Auszüge aus Annotationsdatensätzen:
↓
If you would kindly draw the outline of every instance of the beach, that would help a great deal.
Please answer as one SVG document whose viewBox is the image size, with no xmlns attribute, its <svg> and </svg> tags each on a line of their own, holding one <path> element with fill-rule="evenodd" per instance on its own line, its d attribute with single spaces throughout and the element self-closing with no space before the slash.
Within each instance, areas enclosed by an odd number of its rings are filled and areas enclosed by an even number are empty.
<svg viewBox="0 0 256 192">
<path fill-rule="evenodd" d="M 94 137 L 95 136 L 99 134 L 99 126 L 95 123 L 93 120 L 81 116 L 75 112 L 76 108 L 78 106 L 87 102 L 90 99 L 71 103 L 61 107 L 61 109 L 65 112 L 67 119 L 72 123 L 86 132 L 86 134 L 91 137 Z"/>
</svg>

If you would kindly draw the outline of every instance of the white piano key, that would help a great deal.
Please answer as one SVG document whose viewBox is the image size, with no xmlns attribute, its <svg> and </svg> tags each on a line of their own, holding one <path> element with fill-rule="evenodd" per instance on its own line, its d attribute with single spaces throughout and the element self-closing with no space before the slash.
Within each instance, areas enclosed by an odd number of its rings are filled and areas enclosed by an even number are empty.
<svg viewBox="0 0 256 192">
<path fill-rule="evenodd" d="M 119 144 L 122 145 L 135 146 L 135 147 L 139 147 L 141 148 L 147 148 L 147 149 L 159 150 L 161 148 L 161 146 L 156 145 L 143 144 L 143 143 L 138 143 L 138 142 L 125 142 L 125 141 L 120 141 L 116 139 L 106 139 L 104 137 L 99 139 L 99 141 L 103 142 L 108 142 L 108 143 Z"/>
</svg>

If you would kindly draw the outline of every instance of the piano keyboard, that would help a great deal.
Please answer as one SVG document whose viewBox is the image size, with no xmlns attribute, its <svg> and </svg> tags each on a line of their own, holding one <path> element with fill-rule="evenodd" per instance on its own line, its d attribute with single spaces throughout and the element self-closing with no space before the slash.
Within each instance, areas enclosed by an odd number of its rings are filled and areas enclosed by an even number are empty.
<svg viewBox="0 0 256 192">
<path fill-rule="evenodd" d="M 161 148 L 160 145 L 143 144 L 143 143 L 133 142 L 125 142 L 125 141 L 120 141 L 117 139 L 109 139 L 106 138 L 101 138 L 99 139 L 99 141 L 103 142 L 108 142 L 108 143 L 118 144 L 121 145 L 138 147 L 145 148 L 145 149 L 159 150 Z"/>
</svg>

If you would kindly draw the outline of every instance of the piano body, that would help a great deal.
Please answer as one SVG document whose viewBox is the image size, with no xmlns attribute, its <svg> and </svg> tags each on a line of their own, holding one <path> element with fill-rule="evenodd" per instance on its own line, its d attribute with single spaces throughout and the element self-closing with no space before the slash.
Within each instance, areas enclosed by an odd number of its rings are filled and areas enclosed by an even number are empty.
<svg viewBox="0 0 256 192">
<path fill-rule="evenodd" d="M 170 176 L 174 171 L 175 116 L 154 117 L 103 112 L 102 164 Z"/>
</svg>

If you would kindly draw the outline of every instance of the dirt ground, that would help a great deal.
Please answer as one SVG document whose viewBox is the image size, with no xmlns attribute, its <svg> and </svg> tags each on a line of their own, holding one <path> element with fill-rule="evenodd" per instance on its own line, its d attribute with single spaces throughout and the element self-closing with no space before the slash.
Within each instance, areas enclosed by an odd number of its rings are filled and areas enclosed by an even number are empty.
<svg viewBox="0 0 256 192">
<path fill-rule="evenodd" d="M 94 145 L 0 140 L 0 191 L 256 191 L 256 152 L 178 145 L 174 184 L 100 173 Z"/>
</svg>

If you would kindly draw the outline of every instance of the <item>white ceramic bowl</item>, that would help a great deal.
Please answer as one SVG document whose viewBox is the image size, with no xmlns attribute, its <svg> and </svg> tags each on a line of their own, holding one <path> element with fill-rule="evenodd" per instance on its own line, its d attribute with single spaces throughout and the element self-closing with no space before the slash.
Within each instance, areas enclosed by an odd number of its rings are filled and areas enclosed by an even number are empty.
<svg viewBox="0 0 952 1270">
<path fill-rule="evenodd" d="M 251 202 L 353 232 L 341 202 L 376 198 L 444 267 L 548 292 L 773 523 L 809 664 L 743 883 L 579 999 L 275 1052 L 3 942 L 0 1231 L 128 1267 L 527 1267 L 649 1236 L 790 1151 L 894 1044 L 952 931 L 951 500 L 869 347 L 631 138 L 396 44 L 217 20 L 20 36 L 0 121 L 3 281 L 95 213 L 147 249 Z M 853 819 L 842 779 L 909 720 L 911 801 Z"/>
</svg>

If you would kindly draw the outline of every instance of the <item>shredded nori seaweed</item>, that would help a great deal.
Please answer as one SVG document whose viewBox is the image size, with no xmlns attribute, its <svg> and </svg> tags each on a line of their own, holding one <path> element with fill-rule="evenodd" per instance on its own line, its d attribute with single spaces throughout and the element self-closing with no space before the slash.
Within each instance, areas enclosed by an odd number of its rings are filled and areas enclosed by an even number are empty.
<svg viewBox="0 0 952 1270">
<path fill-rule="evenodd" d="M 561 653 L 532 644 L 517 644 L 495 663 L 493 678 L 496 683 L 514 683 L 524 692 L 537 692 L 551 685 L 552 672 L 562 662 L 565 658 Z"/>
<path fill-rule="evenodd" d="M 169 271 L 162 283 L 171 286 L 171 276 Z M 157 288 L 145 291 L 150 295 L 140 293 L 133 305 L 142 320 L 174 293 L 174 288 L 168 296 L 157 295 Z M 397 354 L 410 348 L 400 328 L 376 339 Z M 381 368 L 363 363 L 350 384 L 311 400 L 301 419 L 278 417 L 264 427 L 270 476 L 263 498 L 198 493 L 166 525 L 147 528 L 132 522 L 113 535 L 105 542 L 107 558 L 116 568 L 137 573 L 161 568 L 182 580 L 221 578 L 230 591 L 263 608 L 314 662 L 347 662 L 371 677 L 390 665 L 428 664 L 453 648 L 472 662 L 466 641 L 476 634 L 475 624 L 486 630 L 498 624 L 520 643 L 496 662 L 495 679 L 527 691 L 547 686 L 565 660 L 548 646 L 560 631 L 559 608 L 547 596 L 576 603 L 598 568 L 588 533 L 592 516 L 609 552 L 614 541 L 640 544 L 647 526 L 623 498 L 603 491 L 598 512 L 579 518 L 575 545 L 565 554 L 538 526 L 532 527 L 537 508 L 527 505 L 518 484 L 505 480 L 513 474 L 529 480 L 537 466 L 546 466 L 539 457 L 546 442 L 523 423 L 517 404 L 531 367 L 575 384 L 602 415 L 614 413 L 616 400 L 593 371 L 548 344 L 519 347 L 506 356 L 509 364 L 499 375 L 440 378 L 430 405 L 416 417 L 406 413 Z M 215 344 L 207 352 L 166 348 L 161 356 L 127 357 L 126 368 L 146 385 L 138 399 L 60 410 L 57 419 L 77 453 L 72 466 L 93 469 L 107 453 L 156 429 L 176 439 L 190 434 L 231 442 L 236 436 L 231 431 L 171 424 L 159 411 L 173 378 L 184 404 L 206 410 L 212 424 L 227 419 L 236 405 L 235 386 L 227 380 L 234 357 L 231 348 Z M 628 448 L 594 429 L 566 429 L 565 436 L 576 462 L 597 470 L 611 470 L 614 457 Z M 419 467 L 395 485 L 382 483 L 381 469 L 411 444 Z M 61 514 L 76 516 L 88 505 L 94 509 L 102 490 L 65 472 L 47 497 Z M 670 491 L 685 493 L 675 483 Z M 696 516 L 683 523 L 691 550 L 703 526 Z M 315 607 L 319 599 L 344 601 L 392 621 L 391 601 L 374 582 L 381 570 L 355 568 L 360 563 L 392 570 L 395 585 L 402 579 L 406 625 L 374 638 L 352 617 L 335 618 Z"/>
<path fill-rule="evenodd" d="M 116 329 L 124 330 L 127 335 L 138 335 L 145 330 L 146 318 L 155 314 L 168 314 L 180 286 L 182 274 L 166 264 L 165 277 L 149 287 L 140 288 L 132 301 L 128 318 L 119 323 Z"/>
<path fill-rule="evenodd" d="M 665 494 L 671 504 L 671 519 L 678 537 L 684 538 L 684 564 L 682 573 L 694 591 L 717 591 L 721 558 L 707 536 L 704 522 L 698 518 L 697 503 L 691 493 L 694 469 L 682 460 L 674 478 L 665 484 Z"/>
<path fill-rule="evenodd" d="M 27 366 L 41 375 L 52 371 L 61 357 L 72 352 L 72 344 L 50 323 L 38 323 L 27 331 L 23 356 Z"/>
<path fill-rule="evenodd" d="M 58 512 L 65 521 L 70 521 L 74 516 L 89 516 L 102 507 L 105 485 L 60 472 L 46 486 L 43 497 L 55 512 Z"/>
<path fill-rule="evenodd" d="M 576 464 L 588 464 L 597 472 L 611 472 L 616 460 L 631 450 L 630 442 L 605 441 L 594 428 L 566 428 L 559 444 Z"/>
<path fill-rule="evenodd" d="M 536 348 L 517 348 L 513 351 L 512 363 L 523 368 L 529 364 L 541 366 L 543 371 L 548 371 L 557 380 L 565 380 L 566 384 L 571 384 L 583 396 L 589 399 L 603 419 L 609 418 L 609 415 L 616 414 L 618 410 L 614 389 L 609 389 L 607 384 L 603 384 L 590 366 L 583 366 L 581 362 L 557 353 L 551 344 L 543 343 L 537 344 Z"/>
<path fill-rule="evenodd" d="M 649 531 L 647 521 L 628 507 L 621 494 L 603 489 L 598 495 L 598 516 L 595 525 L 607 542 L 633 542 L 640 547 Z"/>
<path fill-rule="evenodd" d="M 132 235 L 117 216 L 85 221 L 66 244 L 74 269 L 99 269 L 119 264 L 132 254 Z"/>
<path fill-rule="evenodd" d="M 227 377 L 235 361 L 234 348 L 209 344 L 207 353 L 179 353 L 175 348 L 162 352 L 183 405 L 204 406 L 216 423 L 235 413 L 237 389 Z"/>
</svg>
↑
● **Deine Aufgabe**
Stelle den Abschnitt der Daten von der Zeile mit „seaweed</item>, that would help a great deal.“ bis einschließlich der Zeile mit „561 653 L 532“ als Markdown-Tabelle dar. Verwende die Spalten „Nr.“ für die laufende Nummer und „Zeile“ für den Wortlaut, und lass Leerzeilen weg.

● **Ergebnis der Übung**
| Nr. | Zeile |
|---|---|
| 1 | If you would kindly draw the outline of every instance of the <item>shredded nori seaweed</item>, that would help a great deal. |
| 2 | Please answer as one SVG document whose viewBox is the image size, with no xmlns attribute, its <svg> and </svg> tags each on a line of their own, holding one <path> element with fill-rule="evenodd" per instance on its own line, its d attribute with single spaces throughout and the element self-closing with no space before the slash. |
| 3 | Within each instance, areas enclosed by an odd number of its rings are filled and areas enclosed by an even number are empty. |
| 4 | <svg viewBox="0 0 952 1270"> |
| 5 | <path fill-rule="evenodd" d="M 561 653 L 532 644 L 517 644 L 495 663 L 493 678 L 496 683 L 514 683 L 524 692 L 537 692 L 551 685 L 552 672 L 562 662 L 565 658 Z"/> |